++++ TEXTO FORNECIDO
É preciso dizer não à intolerância religiosa no Brasil (por Amauri Alves e Silas Fiorotti) – 27/1/2014

Vivemos no Brasil, considerado por muitos um país com liberdade religiosa consolidada em que diferentes grupos religiosos convivem pacificamente. No entanto, as coisas não são bem assim.

A história do Brasil nos mostra que praticantes de religiosidades de origem africana e afro-brasileira foram perseguidos nas visitações ao território brasileiro do Tribunal da Santa Inquisição (séculos XVII e XVIII). Na Constituição do Império, de 1824, o catolicismo é instituído como religião oficial e os templos não-católicos são proibidos, outras religiões ficam restritas aos espaços domésticos ou sem aparência de templo. Somente em 1891, com a Constituição Republicana, são instituídas a separação entre Estado e Igreja e a liberdade de culto. Contudo, tanto no Código Penal de 1890 como no de 1940, são mantidos os delitos de charlatanismo e curandeirismo pelos quais praticantes das religiões afro-brasileiras eram acusados.

Hoje, em 2014, ainda presenciamos tentativas de desqualificação da cultura afro-brasileira e das religiões afro-brasileiras. Há uma resistência em colocar em prática a lei 10.639 de 2003, que torna obrigatório o ensino da história da África e da cultura afro-brasileira nas escolas. E mesmo quando esta lei é colocada em prática, as religiões afro-brasileiras raramente são mencionadas por conta da oposição de alguns grupos religiosos, especialmente dos evangélicos. Alguns estudantes evangélicos recusaram-se a ler até mesmo obras clássicas da literatura brasileira, como Macunaíma de Mário de Andrade, por conta da religião. Além da baixa qualidade do nosso ensino básico, estes acontecimentos são decorrentes de uma cultura de guerra religiosa.

Constata-se, nas últimas décadas, um acirramento dos ataques de grupos evangélicos contra as religiões afro-brasileiras e seus adeptos (ver livro Intolerância religiosa: impactos do neopentecostalismo no campo religioso afro-brasileiro organizado por Vagner Gonçalves da Silva e publicado pela Editora da USP em 2007). Poucos ataques são efetivamente combatidos e denunciados como casos de intolerância religiosa. Estes ataques são incentivados e feitos no âmbito dos cultos, na literatura de guerra ou batalha espiritual e outros meios de divulgação. Foram noticiados alguns casos de agressões físicas contra adeptos das religiões afro-brasileiras; ataques às cerimônias religiosas afro-brasileiras em locais públicos e aos símbolos dessas religiões; e ataques aos símbolos da herança africana no Brasil.

Mãe Gilda (Gildásia dos Santos e Santos), do Axé Abassá de Ogum, em Itapuã, é um símbolo da luta contra a intolerância religiosa. Em 2000, ela faleceu de um infarto fulminante em consequência dos ataques sofridos por grupos evangélicos. Além de ter sua imagem usada indevidamente por uma igreja, teve seu terreiro invadido por um grupo de evangélicos dispostos a “exorcizá-la”. Este caso levou a Câmara Municipal de Salvador a transformar a data de seu falecimento (21/1/2000) em Dia Municipal de Combate à Intolerância Religiosa, em 2004. Posteriormente, em 2007, o mesmo dia tornou-se também o Dia Nacional de Combate à Intolerância Religiosa.
++++++++
++++ DADOS FORNECIDOS
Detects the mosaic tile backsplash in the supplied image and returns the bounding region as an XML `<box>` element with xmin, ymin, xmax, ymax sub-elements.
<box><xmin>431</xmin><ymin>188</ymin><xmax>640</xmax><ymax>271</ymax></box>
++++++++
PEDIDO ESCRITO:
Transforme em lista o parágrafo do texto sobre intolerância religiosa que começa com "A história do Brasil nos mostra", conservando seus fatos principais.

RESOLUÇÃO DO EXERCÍCIO:
- Nos séculos XVII e XVIII, o Tribunal da Santa Inquisição perseguiu praticantes de religiosidades de origem africana e afro-brasileira durante suas visitações ao território brasileiro.
- A Constituição do Império, de 1824, tornou o catolicismo religião oficial e proibiu templos não católicos. As demais religiões ficaram restritas a espaços domésticos ou sem aparência de templo.
- Em 1891, a Constituição Republicana instituiu a separação entre Estado e Igreja e a liberdade de culto.
- Os Códigos Penais de 1890 e de 1940 mantiveram os delitos de charlatanismo e curandeirismo. Esses eram os crimes dos quais se acusavam praticantes das religiões afro-brasileiras.